◆ Reading text ◆
Skip to Main Content

8 simple ways to add curb appeal to your home

The front porch of a home with planters and curb appeal
Svineyard/Shutterstock
The front porch of a home with planters and curb appeal
Svineyard/Shutterstock

At Bankrate we strive to help you make smarter financial decisions. While we adhere to strict , this post may contain references to products from our partners. Here’s an explanation for

ON THIS PAGE Jump to Open page navigation

From first dates to job interviews, first impressions matter. When it comes to selling your home, that initial glimpse of its exterior, aka curb appeal, is a big deal. In fact, according to a 2020 study done by the University of Texas at Arlington and published in The Journal of Real Estate Finance and Economics, curb appeal can contribute to up to 7 percent of the home’s selling price (and even as much as 14 percent in certain real estate markets). That’s why it’s important to put your home’s best face forward.

What does curb appeal mean?

Dataset listing of object locations
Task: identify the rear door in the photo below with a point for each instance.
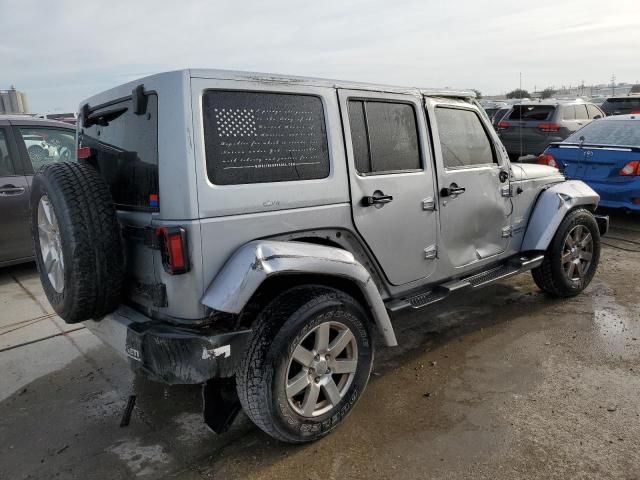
(15, 234)
(392, 183)
(472, 174)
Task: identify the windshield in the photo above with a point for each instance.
(609, 132)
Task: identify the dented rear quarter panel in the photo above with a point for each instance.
(550, 209)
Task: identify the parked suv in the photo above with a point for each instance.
(529, 127)
(254, 233)
(26, 145)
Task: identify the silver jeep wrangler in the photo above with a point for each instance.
(254, 233)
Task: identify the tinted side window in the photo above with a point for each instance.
(463, 139)
(581, 112)
(48, 145)
(253, 137)
(384, 136)
(6, 166)
(593, 111)
(568, 112)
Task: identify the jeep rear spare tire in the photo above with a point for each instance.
(77, 242)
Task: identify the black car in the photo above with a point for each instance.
(529, 128)
(26, 145)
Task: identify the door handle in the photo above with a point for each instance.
(452, 189)
(9, 190)
(379, 200)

◆ Problem to solve ◆
According to the curb appeal article, how much of a home's selling price can curb appeal contribute, based on the 2020 study? Rely only on the curb appeal article when answering.

◆ Full response ◆
Up to 7 percent, and as much as 14 percent in certain real estate markets.